**Material for this exercise**
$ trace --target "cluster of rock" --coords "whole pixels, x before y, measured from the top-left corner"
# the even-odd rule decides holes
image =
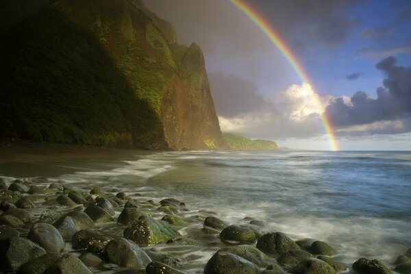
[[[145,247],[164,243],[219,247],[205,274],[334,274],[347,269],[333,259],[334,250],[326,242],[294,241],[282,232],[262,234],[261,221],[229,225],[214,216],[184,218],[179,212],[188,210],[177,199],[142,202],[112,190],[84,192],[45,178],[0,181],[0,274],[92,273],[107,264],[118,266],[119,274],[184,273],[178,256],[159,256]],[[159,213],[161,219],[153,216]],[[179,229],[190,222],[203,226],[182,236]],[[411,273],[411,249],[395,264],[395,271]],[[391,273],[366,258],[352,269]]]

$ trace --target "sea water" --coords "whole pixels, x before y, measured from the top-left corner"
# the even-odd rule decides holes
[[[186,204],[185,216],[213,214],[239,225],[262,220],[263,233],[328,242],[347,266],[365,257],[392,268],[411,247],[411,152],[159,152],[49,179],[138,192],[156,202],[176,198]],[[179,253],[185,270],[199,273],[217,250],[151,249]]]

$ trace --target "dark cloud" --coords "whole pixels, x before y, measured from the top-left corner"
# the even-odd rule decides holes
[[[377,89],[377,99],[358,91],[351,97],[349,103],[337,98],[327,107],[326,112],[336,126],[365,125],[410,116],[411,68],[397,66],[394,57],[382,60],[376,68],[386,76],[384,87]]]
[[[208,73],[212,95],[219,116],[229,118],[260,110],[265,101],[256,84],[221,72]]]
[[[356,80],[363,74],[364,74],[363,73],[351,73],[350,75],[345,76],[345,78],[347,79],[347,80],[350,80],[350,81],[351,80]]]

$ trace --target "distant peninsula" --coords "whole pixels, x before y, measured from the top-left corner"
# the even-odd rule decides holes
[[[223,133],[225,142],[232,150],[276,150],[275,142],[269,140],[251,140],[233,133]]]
==
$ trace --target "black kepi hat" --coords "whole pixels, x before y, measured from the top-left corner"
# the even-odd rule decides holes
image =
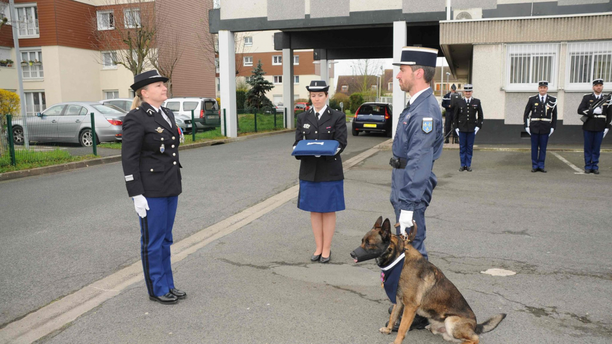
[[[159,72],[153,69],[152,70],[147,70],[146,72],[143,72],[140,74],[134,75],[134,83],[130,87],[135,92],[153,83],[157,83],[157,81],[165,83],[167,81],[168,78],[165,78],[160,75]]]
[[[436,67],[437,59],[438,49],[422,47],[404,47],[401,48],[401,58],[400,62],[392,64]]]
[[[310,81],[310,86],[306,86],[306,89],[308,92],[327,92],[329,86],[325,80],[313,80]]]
==
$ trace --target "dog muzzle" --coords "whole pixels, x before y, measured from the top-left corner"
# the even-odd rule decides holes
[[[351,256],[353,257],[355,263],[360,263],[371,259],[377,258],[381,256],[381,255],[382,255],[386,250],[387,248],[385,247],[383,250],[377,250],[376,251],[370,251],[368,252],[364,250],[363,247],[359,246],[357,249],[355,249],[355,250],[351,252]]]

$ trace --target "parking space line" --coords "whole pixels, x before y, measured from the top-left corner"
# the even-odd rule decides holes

**What you will do**
Extract every line of the listing above that contains the string "corner".

**Exercise response**
$ trace --target "cluster of rock" --coords "whole pixels, x before y, measured from the top-left corner"
$ trace --target "sea water" --coords "whole pixels, x before y, measured from the top-left corner"
$ trace --target "dark cloud" --coords "whole pixels, x before y, measured from the top-left corner"
$ trace --target "distant peninsula" --coords "whole pixels, x before y, measured from the top-left corner"
$ trace --target "black kepi hat" --coords "whole pixels, x before y, measured from the top-left corner"
$ trace --target "dog muzzle" --coords "whole pixels, x before y, measured from the top-left corner"
$ trace --target "parking space line" --coords "whole pixels, x before y, measured from the top-left corner"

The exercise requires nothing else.